### Goal of the exercise
Pick out each line below that contains the string "tower" and copy it. Matches are case-sensitive.

### Records for the exercise
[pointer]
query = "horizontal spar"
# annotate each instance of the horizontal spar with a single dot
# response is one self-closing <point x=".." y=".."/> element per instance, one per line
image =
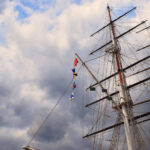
<point x="124" y="69"/>
<point x="114" y="93"/>
<point x="115" y="125"/>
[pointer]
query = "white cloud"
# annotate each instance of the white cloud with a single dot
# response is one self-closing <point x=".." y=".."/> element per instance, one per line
<point x="37" y="57"/>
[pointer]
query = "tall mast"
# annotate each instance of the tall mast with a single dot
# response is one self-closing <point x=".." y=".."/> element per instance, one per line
<point x="124" y="94"/>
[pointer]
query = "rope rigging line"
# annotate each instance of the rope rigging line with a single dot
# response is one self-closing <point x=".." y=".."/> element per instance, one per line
<point x="51" y="111"/>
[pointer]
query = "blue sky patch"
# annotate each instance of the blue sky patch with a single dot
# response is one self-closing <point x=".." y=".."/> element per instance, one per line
<point x="123" y="10"/>
<point x="21" y="12"/>
<point x="76" y="1"/>
<point x="38" y="5"/>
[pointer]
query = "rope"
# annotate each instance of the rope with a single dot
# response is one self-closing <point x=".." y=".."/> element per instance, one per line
<point x="51" y="111"/>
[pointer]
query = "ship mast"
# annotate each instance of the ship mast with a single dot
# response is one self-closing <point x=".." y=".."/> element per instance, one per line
<point x="125" y="99"/>
<point x="124" y="104"/>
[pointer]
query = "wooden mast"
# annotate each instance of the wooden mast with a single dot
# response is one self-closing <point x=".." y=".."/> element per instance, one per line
<point x="124" y="94"/>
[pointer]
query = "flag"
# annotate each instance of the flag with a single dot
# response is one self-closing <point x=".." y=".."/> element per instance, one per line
<point x="73" y="70"/>
<point x="73" y="85"/>
<point x="75" y="74"/>
<point x="75" y="62"/>
<point x="71" y="96"/>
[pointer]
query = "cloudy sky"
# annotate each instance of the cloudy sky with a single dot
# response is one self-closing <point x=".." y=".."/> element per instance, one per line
<point x="38" y="39"/>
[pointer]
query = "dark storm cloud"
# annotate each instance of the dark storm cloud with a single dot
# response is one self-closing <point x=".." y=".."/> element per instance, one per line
<point x="2" y="5"/>
<point x="54" y="129"/>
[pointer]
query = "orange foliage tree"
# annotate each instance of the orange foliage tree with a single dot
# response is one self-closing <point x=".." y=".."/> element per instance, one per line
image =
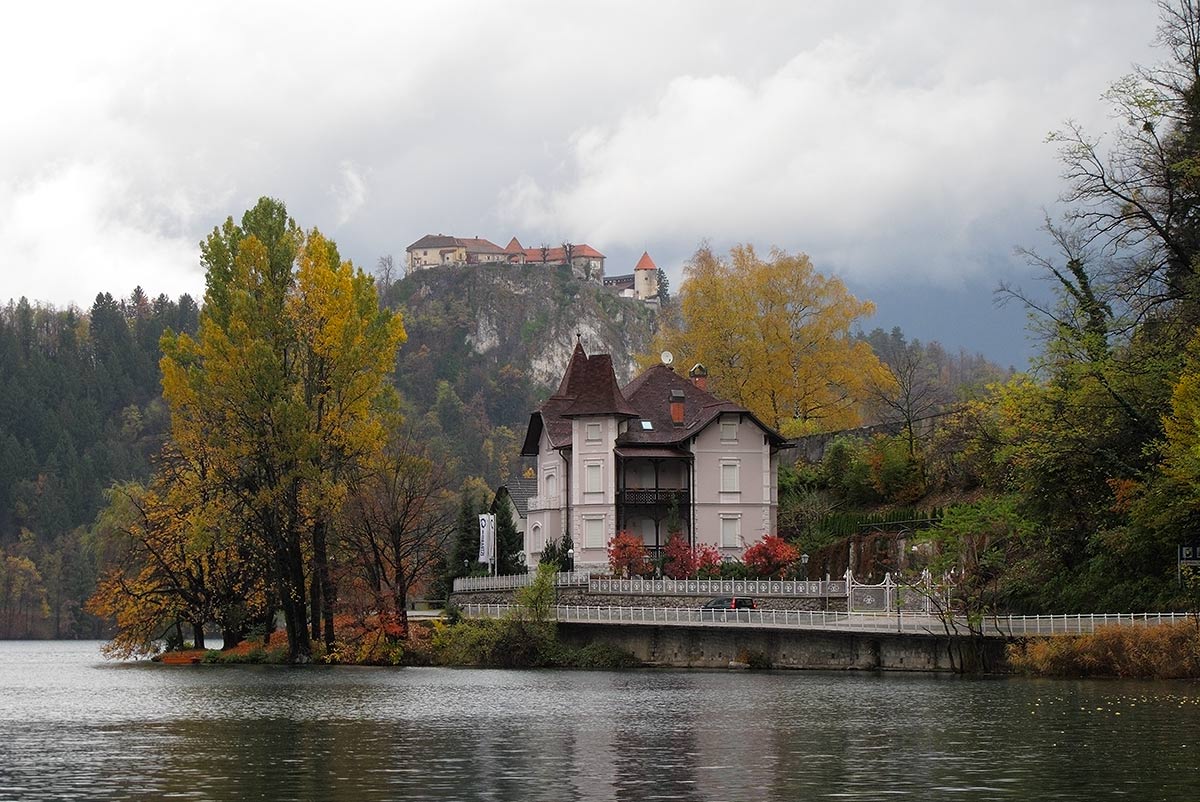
<point x="628" y="557"/>
<point x="771" y="557"/>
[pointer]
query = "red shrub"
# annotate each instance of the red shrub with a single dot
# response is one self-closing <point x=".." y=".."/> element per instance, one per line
<point x="628" y="557"/>
<point x="708" y="561"/>
<point x="681" y="558"/>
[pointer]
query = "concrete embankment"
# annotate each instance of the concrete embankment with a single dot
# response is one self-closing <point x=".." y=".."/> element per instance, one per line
<point x="720" y="646"/>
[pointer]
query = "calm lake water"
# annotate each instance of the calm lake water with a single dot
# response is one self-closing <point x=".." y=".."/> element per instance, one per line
<point x="75" y="726"/>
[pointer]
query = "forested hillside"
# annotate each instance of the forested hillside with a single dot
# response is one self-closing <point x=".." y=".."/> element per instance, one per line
<point x="81" y="405"/>
<point x="79" y="408"/>
<point x="487" y="343"/>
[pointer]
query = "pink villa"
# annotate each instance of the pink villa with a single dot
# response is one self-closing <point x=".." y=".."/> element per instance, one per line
<point x="612" y="459"/>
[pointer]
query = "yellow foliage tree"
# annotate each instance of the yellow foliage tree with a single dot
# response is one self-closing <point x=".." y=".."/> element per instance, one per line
<point x="282" y="390"/>
<point x="775" y="337"/>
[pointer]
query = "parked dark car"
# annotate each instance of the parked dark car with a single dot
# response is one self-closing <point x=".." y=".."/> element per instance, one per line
<point x="731" y="603"/>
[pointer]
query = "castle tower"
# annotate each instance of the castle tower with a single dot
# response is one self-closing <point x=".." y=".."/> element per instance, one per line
<point x="646" y="277"/>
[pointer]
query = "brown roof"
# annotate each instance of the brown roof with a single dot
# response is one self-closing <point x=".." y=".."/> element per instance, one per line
<point x="478" y="245"/>
<point x="589" y="388"/>
<point x="597" y="393"/>
<point x="433" y="240"/>
<point x="651" y="394"/>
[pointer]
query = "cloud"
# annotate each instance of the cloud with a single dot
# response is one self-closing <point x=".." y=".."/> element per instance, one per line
<point x="349" y="193"/>
<point x="79" y="229"/>
<point x="828" y="153"/>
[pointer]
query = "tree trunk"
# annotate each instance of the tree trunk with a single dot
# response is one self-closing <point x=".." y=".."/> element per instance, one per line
<point x="315" y="587"/>
<point x="322" y="581"/>
<point x="197" y="635"/>
<point x="231" y="638"/>
<point x="269" y="623"/>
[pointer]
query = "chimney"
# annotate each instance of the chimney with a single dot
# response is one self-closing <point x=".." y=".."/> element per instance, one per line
<point x="677" y="407"/>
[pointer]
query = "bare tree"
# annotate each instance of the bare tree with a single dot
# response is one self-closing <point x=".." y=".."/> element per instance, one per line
<point x="399" y="522"/>
<point x="911" y="390"/>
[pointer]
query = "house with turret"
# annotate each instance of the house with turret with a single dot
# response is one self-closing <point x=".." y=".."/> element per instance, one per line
<point x="630" y="459"/>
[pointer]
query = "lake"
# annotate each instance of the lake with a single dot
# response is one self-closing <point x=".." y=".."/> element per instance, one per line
<point x="76" y="726"/>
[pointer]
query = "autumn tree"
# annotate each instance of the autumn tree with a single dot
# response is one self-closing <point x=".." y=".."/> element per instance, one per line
<point x="679" y="557"/>
<point x="775" y="336"/>
<point x="628" y="557"/>
<point x="399" y="524"/>
<point x="771" y="557"/>
<point x="909" y="388"/>
<point x="283" y="387"/>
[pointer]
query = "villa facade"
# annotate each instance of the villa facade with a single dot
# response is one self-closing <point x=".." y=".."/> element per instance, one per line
<point x="612" y="459"/>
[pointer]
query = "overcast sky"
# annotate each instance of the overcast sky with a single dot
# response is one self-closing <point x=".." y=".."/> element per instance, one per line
<point x="900" y="144"/>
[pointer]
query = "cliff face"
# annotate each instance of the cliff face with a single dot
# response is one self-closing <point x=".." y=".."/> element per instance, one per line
<point x="503" y="333"/>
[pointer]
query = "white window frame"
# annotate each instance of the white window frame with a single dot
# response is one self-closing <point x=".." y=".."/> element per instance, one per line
<point x="731" y="470"/>
<point x="593" y="477"/>
<point x="731" y="522"/>
<point x="593" y="532"/>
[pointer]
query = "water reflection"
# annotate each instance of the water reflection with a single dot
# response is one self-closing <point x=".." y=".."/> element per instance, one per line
<point x="73" y="728"/>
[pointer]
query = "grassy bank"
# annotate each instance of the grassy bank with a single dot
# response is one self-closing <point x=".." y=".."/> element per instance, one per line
<point x="1161" y="652"/>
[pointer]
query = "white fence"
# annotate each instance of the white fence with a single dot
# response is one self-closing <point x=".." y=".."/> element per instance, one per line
<point x="637" y="586"/>
<point x="913" y="623"/>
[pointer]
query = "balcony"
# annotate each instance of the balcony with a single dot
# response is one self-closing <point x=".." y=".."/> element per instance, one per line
<point x="538" y="503"/>
<point x="652" y="497"/>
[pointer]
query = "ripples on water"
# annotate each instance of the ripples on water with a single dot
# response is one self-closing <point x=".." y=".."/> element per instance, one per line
<point x="76" y="726"/>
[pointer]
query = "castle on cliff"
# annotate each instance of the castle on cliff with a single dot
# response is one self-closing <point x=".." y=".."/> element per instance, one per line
<point x="586" y="262"/>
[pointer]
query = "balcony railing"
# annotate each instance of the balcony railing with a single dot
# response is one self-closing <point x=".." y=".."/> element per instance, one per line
<point x="652" y="496"/>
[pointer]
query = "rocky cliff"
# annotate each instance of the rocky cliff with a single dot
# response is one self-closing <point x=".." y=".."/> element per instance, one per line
<point x="501" y="335"/>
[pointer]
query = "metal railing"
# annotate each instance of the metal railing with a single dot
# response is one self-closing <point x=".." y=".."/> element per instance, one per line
<point x="510" y="581"/>
<point x="831" y="621"/>
<point x="637" y="586"/>
<point x="653" y="496"/>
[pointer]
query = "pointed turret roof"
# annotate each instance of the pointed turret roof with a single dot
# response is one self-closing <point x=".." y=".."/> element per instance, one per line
<point x="588" y="388"/>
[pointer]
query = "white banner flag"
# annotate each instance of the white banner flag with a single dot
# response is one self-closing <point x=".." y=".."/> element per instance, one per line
<point x="491" y="538"/>
<point x="484" y="554"/>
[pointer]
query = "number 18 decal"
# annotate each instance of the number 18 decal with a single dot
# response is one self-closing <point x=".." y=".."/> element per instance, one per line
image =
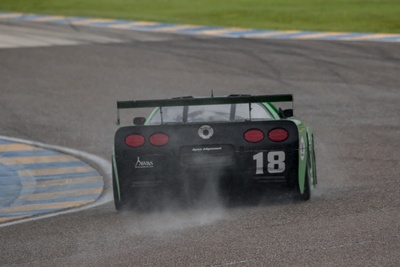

### Complete response
query = "castle tower"
# annotate each instance of the castle tower with a single dot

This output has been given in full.